* Written request
Rewrite the material from the line containing "Task: annotate a point on every instance of the white wooden" through the final line, changing every "headboard" to "bedhead" and leaving everything else as is.

* Dataset content

◆ ◆ ◆

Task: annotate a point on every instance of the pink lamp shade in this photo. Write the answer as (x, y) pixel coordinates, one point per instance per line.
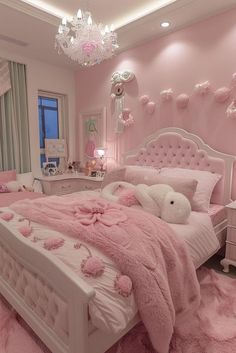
(99, 152)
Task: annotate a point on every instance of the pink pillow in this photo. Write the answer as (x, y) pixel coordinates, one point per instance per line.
(3, 188)
(141, 175)
(205, 186)
(6, 176)
(117, 174)
(187, 186)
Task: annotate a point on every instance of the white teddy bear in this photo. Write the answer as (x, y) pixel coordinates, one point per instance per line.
(160, 200)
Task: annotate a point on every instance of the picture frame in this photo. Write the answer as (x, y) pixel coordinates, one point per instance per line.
(92, 132)
(50, 168)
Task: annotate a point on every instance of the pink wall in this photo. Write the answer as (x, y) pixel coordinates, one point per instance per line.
(204, 51)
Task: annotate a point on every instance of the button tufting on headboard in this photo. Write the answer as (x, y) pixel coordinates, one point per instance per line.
(173, 147)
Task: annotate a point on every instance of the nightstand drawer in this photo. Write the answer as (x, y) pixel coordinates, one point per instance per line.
(231, 215)
(231, 234)
(230, 251)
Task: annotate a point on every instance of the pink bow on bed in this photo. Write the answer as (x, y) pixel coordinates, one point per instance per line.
(92, 211)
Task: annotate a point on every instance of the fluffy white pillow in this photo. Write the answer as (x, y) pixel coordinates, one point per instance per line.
(26, 179)
(205, 186)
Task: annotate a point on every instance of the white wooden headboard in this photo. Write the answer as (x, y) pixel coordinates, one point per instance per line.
(175, 147)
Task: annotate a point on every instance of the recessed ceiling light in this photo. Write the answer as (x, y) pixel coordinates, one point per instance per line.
(165, 24)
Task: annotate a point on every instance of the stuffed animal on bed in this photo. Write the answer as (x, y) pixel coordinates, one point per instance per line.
(160, 200)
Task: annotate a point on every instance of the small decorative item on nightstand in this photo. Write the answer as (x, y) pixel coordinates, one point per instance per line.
(230, 254)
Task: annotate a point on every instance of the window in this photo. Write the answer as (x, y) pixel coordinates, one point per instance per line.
(50, 124)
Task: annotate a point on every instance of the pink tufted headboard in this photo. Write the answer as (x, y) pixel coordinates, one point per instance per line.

◆ ◆ ◆

* Expected answer
Task: annotate a point on every instance of the white wooden bedhead in this photo. Write the answer as (x, y) pixel coordinates, one point per instance per line.
(175, 147)
Task: annotate a point on every instance of the recessed ceiling light in this photo. Write the answer as (x, y) pixel coordinates, one point per instance per line.
(165, 24)
Task: annotate a point on every instance of the stuffed animal on bed in this photo. Write the answer as (x, y) pixel coordinates, one point per instance per line.
(160, 200)
Task: annotate a point on every instance of the small decorative item on nightstand in this photo. Write the answer as (x, y) pixel coordinates, one point per instance per line.
(230, 254)
Task: annotate a point on every instance of the window in this photo. Write the answer as (x, y) pixel coordinates, one point per instance per line.
(50, 124)
Task: annotate a point on every instance of the pink tufted bedhead in this photo. Write the answer as (x, y) pixel coordinates, one point per instance per line.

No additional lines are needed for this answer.